Saved entries:
--- Start ---
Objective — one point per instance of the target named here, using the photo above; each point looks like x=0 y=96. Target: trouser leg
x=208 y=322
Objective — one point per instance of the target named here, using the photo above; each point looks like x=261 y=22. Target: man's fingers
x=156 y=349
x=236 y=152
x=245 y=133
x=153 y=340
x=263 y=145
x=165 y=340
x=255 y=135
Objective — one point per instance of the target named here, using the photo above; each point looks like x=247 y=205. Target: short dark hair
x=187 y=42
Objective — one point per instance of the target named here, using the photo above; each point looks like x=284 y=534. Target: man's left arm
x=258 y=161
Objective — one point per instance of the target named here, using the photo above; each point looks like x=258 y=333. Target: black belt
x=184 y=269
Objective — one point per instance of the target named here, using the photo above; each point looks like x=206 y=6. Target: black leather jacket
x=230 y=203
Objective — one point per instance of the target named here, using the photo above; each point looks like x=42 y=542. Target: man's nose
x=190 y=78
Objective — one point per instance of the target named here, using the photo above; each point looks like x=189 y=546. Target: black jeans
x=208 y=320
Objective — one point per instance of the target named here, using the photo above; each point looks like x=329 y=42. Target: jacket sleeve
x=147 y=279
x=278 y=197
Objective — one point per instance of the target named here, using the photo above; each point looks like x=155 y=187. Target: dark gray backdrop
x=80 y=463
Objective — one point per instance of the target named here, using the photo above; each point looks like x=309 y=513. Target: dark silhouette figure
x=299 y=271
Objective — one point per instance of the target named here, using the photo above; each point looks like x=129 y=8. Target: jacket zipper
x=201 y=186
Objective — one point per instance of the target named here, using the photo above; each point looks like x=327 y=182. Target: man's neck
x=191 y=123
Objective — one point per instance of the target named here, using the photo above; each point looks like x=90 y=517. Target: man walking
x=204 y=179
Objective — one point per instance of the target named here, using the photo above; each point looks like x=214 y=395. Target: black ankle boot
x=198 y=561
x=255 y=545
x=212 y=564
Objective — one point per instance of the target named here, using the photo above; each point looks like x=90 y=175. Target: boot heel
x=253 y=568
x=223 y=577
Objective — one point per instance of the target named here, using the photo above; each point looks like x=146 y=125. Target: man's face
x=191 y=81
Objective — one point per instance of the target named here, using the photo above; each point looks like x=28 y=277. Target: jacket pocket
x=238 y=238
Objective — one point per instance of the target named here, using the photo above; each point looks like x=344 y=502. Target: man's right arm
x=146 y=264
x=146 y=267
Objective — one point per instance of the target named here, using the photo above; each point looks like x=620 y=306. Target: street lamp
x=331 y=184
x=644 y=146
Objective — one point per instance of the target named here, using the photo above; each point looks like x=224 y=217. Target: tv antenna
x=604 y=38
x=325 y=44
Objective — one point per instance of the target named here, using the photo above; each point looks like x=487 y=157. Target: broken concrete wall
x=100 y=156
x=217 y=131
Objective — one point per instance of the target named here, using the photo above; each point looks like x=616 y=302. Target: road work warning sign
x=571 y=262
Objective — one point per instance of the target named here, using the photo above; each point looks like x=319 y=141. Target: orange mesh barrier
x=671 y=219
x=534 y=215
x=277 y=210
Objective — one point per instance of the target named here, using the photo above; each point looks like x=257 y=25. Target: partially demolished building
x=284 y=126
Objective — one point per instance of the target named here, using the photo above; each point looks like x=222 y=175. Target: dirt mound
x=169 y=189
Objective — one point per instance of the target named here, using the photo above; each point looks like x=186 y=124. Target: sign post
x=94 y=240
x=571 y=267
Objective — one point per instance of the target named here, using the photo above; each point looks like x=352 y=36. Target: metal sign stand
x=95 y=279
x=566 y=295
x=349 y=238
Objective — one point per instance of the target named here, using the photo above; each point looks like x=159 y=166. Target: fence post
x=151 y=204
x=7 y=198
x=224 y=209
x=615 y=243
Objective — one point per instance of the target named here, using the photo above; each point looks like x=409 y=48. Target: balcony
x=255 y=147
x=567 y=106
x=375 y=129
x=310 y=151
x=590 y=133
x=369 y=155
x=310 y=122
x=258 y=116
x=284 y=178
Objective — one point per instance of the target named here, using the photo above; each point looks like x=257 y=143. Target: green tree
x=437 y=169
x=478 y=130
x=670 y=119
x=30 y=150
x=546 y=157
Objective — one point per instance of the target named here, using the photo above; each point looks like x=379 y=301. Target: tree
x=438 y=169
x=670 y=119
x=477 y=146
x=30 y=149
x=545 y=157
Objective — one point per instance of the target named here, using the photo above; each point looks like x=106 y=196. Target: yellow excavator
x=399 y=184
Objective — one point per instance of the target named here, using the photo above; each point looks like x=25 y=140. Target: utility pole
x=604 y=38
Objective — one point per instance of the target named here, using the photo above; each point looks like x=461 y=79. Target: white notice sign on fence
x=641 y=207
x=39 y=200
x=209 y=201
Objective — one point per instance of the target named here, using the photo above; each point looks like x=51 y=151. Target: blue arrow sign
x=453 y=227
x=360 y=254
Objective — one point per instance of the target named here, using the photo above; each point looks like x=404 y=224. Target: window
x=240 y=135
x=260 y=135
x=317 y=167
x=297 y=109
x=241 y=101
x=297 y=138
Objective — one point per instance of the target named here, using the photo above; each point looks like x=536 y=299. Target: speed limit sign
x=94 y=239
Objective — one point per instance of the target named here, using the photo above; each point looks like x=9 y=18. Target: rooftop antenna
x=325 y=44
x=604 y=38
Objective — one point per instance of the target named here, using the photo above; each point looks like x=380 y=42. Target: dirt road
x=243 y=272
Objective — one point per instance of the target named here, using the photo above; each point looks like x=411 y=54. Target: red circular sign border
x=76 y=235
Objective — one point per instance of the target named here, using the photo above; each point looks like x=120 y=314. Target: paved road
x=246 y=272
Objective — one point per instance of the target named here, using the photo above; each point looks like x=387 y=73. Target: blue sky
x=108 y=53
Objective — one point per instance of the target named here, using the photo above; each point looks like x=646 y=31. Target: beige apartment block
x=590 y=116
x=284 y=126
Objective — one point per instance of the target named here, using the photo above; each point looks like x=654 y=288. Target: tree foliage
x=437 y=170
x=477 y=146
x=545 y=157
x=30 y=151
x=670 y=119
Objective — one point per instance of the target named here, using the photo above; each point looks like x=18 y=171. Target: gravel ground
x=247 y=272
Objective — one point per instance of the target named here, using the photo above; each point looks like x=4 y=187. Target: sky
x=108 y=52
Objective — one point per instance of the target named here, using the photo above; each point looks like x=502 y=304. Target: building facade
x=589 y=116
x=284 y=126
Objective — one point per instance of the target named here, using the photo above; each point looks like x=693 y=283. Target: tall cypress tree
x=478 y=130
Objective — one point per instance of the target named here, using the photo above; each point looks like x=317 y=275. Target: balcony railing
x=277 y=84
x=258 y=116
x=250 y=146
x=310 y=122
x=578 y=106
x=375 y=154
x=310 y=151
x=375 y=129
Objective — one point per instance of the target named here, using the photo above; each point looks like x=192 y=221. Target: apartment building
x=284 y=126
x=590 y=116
--- End ---
§ **Task brief**
Please write out the listing above again, substituting "Goal" for each "Objective" and leaving everything else unchanged.

§ **Task result**
Goal — one point per instance of the target named here, using the photo above; each point looks like x=0 y=96. Target: trouser leg
x=208 y=322
Goal — one point per instance of the target named here, using the photo above; each point looks like x=261 y=22. Target: man's fingers
x=156 y=349
x=236 y=152
x=245 y=133
x=153 y=340
x=263 y=145
x=165 y=340
x=255 y=135
Goal — one point per instance of the target named here, using the photo above; each point looks like x=247 y=205. Target: short dark hair
x=187 y=42
Goal — one point per instance of the target named here, using the photo above; each point looks like x=284 y=534. Target: man's left arm
x=258 y=161
Goal — one point per instance of the target named here, using the photo above; each point looks like x=258 y=333. Target: black belt
x=184 y=269
Goal — one point per instance of the target named here, using the photo above; each point looks like x=206 y=6. Target: black leather jacket
x=230 y=203
Goal — one point per instance of the target named here, using the photo above; each point looks like x=42 y=542. Target: man's nose
x=190 y=78
Goal — one point per instance of the target named here, using the photo above; each point looks like x=189 y=546. Target: black jeans
x=208 y=320
Goal — one point per instance of the target named here, using the photo above; each point looks like x=329 y=42. Target: jacket sleeve
x=147 y=279
x=278 y=197
Goal — one point per instance of the target named here, using the photo above; each point looks like x=155 y=187. Target: dark gray backdrop
x=80 y=463
Goal — one point per instance of the target named here, using the photo above; each point looks like x=309 y=513. Target: dark silhouette figure
x=299 y=271
Goal — one point per instance of the target named here, using the photo above; each point looks like x=129 y=8. Target: jacket zipper
x=201 y=186
Goal — one point per instance of the target named here, using the photo above; each point looks like x=327 y=182. Target: man's neck
x=191 y=123
Goal — one point per instance of the target named here, using the photo above; each point looks like x=90 y=517. Target: man walking
x=204 y=179
Goal — one point per instance of the target named here, using the photo above; each point looks like x=214 y=395. Target: black ankle boot
x=198 y=561
x=255 y=545
x=212 y=564
Goal — one point per instance of the target named here, using the photo above; each point looks like x=90 y=175. Target: boot heel
x=253 y=568
x=223 y=577
Goal — one point per instance of the target named here, using the photo above; each point looks like x=146 y=125. Target: man's face
x=191 y=81
Goal — one point per instance of the target named here, using the photo above; each point looks like x=28 y=277. Target: jacket pocket
x=238 y=238
Goal — one point per instance of the target named here, using the photo above; each point looks like x=344 y=502. Target: man's right arm
x=146 y=264
x=146 y=267
Goal — one point per instance of the target named here, using the photo above; each point looks like x=620 y=306. Target: street lamp
x=331 y=184
x=644 y=146
Goal — one point per instance of the target named here, using the photo above; each point looks like x=224 y=217. Target: tv antenna
x=604 y=38
x=325 y=44
Goal — one point per instance of the target named here, using the photo above; each point looks like x=487 y=157. Target: broken concrete wall
x=100 y=156
x=217 y=131
Goal — one point per instance of the target named here, using the photo above; each point looks like x=616 y=302. Target: road work warning sign
x=571 y=262
Goal — one point per instance of the target named here, using the photo above; each point looks like x=319 y=141. Target: orange mesh barrier
x=671 y=219
x=534 y=215
x=277 y=210
Goal — one point per instance of the target named here, using the photo above; each point looks like x=257 y=25. Target: partially demolished building
x=284 y=126
Goal — one point per instance of the target named here, using the photo above; each point looks like x=222 y=175. Target: dirt mound
x=169 y=189
Goal — one point per instance of the target named here, using the photo above; each point looks like x=186 y=124. Target: sign post
x=94 y=240
x=571 y=267
Goal — one point per instance of the target named here, using the photo above; each point looks like x=352 y=36. Target: metal sign stand
x=95 y=279
x=566 y=295
x=349 y=238
Goal — one point per instance of the target named here, using the photo above; each point looks like x=159 y=166. Target: fence post
x=151 y=204
x=7 y=198
x=224 y=209
x=615 y=243
Goal — one point per instance of the target named here, using the photo above; each point looks like x=409 y=48. Target: balcony
x=255 y=147
x=567 y=106
x=375 y=129
x=310 y=151
x=590 y=133
x=369 y=155
x=310 y=122
x=258 y=116
x=284 y=178
Goal — one point per instance of the target named here, using the photo above; each point looks like x=257 y=143. Target: green tree
x=437 y=169
x=478 y=130
x=670 y=119
x=30 y=150
x=546 y=157
Goal — one point per instance of the target named here, using the photo above; each point looks like x=379 y=301. Target: tree
x=438 y=169
x=670 y=119
x=477 y=146
x=30 y=149
x=545 y=157
Goal — one point per instance of the target named here, using the photo above; each point looks like x=106 y=196. Target: yellow excavator
x=399 y=184
Goal — one point per instance of the target named here, using the photo above; each point looks like x=25 y=140. Target: utility pole
x=604 y=38
Goal — one point per instance of the target named here, using the photo above; each point looks like x=461 y=79. Target: white notice sign on fence
x=641 y=207
x=39 y=200
x=209 y=201
Goal — one point per instance of the target named here, using the photo above; each point looks like x=51 y=151. Target: blue arrow sign
x=453 y=227
x=360 y=254
Goal — one point per instance of the target named here, using the photo above; each point looks like x=404 y=224. Target: window
x=240 y=135
x=260 y=135
x=317 y=167
x=297 y=109
x=241 y=101
x=297 y=138
Goal — one point per instance of the target named here, using the photo above; each point looks like x=536 y=299. Target: speed limit sign
x=94 y=239
Goal — one point per instance of the target named here, using the photo above; each point looks like x=9 y=18. Target: rooftop antenna
x=325 y=44
x=604 y=38
Goal — one point per instance of the target named here, using the photo above; each point looks like x=380 y=42. Target: dirt road
x=243 y=272
Goal — one point per instance of the target named here, using the photo above; each point looks like x=411 y=54. Target: red circular sign border
x=76 y=235
Goal — one point per instance of the target named here, using the photo above; each point looks like x=120 y=314. Target: paved road
x=246 y=272
Goal — one point per instance of the target named here, using the photo above; each point looks like x=387 y=73. Target: blue sky
x=108 y=53
Goal — one point per instance of the target named here, using the photo above; each point looks like x=646 y=31. Target: beige apartment block
x=590 y=116
x=284 y=126
Goal — one point per instance of the target named here, using the photo above; each point looks like x=654 y=288. Target: tree foliage
x=437 y=170
x=477 y=146
x=545 y=157
x=30 y=151
x=670 y=119
Goal — one point per instance of the target named here, using the photo above; each point looks like x=18 y=171. Target: gravel ground
x=247 y=272
Goal — one point per instance of the target named here, using the photo above; each point looks like x=4 y=187. Target: sky
x=108 y=52
Goal — one point per instance of the target named here, using the photo above; each point looks like x=502 y=304. Target: building facade
x=589 y=116
x=284 y=126
Goal — one point per instance of the target named here, using the photo above; each point looks like x=693 y=283. Target: tall cypress tree
x=478 y=130
Goal — one point per instance of the target named here, using the photo above; each point looks like x=317 y=275. Target: balcony railing
x=277 y=84
x=258 y=116
x=250 y=146
x=310 y=122
x=578 y=106
x=375 y=154
x=310 y=151
x=375 y=129
Goal — one point per instance of the target named here, using the photo above; each point looks like x=192 y=221. Target: apartment building
x=284 y=126
x=590 y=116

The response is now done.